TASK REQUIREMENTS — Sift through the items below and copy out every line that contains the word "window". Case counts, so match uppercase and lowercase letters exactly.

MATERIAL SHOWN —
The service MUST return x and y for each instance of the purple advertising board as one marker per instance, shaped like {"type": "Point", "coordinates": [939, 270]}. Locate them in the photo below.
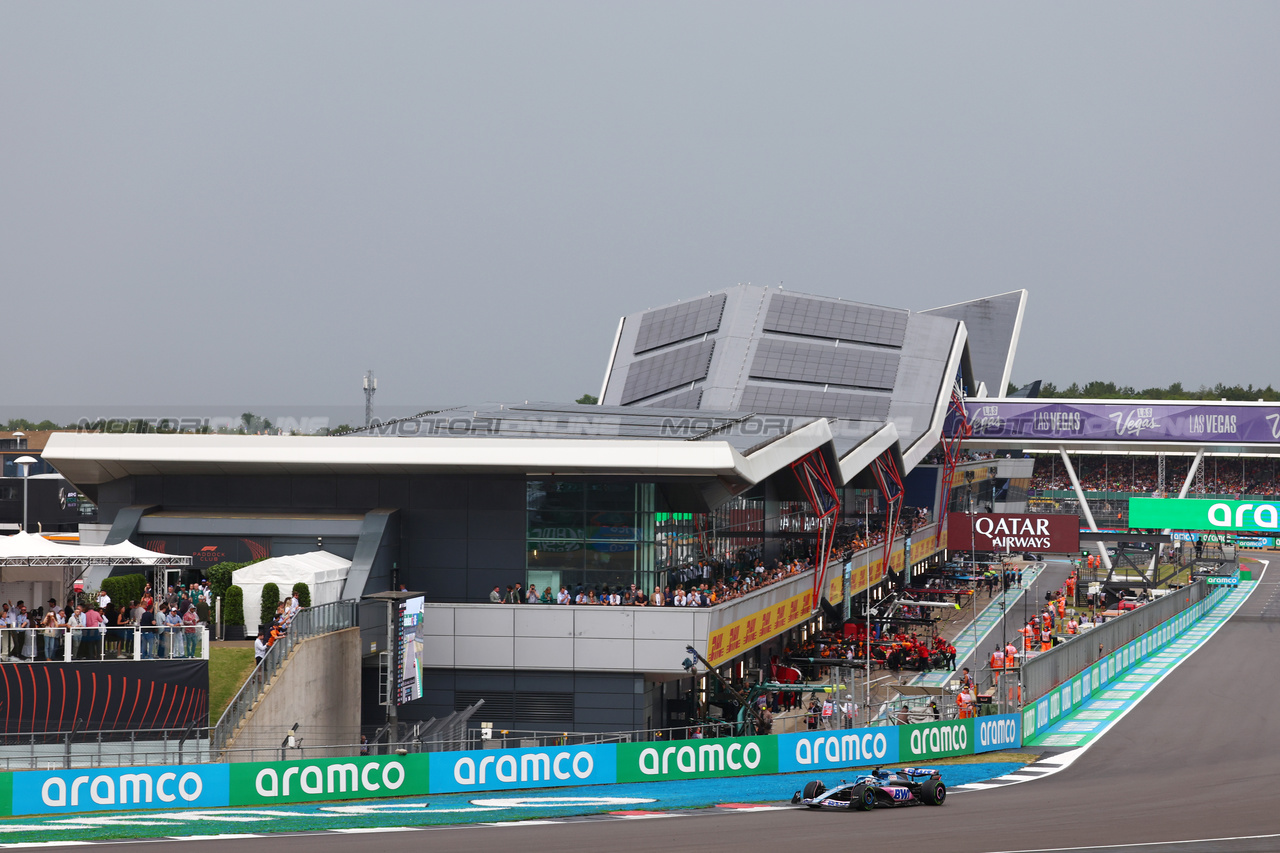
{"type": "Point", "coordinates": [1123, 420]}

* * *

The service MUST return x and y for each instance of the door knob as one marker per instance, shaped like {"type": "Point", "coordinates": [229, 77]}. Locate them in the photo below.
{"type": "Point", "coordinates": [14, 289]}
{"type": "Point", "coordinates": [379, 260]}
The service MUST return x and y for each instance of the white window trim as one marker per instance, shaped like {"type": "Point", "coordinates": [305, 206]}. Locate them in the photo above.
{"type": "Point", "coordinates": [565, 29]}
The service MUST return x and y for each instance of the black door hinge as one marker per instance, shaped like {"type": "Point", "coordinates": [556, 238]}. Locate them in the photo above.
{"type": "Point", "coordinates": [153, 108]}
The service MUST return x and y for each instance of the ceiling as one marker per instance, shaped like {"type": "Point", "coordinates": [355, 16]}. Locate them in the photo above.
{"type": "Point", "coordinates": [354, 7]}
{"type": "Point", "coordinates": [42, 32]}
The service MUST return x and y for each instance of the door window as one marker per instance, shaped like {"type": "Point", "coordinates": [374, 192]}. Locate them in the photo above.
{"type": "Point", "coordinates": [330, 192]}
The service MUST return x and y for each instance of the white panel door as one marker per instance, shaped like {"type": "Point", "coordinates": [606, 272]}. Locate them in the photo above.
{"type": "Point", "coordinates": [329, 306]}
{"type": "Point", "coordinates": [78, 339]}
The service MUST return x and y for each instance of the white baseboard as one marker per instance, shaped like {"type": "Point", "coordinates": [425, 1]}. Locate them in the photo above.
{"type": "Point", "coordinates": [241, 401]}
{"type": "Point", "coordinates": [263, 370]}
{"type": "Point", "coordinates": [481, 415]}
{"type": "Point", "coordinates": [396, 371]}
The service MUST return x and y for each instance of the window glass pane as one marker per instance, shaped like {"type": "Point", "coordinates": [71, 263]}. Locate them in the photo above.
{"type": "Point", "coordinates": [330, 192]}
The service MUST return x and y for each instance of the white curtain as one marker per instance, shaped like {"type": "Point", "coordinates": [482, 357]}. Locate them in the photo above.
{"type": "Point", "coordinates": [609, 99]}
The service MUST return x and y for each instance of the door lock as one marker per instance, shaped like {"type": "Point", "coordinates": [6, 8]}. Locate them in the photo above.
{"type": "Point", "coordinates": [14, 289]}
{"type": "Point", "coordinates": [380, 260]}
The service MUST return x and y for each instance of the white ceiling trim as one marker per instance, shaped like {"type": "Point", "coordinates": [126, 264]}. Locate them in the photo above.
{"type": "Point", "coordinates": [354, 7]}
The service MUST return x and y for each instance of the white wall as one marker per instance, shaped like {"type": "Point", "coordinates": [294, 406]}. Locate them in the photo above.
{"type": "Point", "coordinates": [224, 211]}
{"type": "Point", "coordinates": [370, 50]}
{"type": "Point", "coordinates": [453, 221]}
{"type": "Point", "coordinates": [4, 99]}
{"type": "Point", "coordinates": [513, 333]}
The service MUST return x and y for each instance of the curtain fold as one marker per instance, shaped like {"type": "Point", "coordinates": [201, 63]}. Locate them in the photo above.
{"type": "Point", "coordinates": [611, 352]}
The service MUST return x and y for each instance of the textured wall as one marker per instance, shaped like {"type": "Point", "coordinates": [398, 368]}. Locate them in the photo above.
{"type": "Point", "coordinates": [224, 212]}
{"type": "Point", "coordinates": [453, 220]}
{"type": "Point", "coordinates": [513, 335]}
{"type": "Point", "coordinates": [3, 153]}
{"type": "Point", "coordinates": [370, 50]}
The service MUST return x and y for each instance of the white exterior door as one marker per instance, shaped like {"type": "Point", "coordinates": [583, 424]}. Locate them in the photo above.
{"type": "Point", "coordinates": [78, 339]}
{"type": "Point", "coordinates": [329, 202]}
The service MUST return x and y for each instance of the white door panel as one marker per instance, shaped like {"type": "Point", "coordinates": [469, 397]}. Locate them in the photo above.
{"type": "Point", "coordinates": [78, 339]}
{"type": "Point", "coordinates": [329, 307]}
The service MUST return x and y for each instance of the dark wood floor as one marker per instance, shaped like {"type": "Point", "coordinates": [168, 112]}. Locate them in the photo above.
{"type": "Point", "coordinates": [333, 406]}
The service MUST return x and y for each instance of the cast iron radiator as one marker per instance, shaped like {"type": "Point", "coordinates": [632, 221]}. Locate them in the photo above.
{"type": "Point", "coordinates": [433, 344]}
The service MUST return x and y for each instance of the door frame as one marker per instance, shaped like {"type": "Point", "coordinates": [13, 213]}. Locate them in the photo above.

WRITTEN RESPONSE —
The service MUST return x and y for each instance of the white window trim as one marker per instance, shaped like {"type": "Point", "coordinates": [305, 206]}. Locate them in the photo above.
The service MUST return x and y for each instance of the door window as one marker per instance, shaped like {"type": "Point", "coordinates": [374, 192]}. Locate them in the photo above.
The service MUST return x and y for each instance of the window glass pane as one marker per instance, shaped like {"type": "Point", "coordinates": [71, 263]}. Locate them in the photo above.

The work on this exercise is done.